AIM: Copy the entries below line for line, with no changes to their wording, numbers, or order.

INFORMATION SUPPLIED:
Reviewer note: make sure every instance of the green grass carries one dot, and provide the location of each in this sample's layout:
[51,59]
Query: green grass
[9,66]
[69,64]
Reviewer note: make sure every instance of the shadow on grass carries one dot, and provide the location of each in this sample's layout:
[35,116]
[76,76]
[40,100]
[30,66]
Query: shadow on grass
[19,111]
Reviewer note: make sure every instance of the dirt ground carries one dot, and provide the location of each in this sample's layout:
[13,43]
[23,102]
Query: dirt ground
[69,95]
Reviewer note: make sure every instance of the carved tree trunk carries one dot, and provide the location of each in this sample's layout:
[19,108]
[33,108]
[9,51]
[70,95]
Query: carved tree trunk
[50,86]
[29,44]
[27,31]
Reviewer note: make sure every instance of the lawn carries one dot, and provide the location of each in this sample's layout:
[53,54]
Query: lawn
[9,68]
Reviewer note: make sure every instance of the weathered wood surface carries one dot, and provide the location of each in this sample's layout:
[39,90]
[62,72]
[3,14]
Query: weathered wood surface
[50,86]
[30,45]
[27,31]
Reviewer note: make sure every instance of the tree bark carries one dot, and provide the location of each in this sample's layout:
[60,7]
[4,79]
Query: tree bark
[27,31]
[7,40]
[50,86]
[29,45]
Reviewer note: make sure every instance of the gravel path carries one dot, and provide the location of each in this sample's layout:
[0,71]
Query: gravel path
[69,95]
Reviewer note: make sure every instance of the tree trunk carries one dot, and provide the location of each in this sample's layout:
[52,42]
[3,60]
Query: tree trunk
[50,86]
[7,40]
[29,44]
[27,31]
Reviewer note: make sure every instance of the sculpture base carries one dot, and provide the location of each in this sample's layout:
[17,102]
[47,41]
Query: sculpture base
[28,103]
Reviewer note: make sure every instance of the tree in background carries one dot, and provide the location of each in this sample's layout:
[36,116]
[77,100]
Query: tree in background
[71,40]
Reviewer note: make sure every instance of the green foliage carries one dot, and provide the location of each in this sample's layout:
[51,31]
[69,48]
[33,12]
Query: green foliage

RESPONSE FOR THIS EXERCISE:
Reviewer note: make sure every instance of the green grass carries one dot, and provide the location of each in this sample's layout:
[51,59]
Query: green grass
[9,66]
[69,64]
Reviewer note: make sure every instance of the shadow on grass carries one dot, and provide the location of each in this sample's layout:
[35,116]
[76,76]
[40,100]
[30,66]
Query: shadow on grass
[19,111]
Reviewer note: make sure every instance of the dirt ground carries one dot, and provide the location of each in this sample's layout:
[13,43]
[23,102]
Query: dirt ground
[69,95]
Reviewer note: make sure every instance of the carved tree trunk carries one dot, and provide the location of each in this sample's layout:
[19,108]
[33,108]
[9,51]
[70,95]
Query: carved tree trunk
[50,86]
[29,44]
[27,31]
Reviewer note: make sure every instance of the lawn carries one dot, and provide the location of each in this sample's layout:
[53,54]
Query: lawn
[9,68]
Reviewer note: make sure every instance of the weathered wood surface carries one dot, and provide the location of each in this sample's layout:
[39,90]
[62,72]
[3,14]
Query: weathered wood surface
[50,86]
[30,45]
[27,31]
Reviewer note: make sure every instance of the tree bark carries one dot, and provide the location of each in this sample's layout:
[60,7]
[4,79]
Query: tree bark
[27,31]
[7,40]
[50,86]
[29,45]
Reviewer note: make sure every instance of the gravel path carries one dot, and provide the location of each in this sample's layout:
[0,71]
Query: gravel path
[69,95]
Reviewer note: make sure every instance of the tree trunk carries one dot, and provide the location of each in this sample's layout:
[52,42]
[3,60]
Query: tree trunk
[50,86]
[7,40]
[29,44]
[27,31]
Reviewer note: make sure every instance of the sculpture base carries one dot, and provide the location of each in this sample's layout:
[17,102]
[47,41]
Query: sculpture base
[28,103]
Reviewer note: make sure every instance of the tree in background carries one dot, and provide the location of each in this sample's layout:
[36,116]
[77,100]
Query: tree in background
[71,40]
Reviewer note: make sure every instance of the green foliage carries one dot, and provide the location of each in this sample's layout:
[51,31]
[69,48]
[33,12]
Query: green foliage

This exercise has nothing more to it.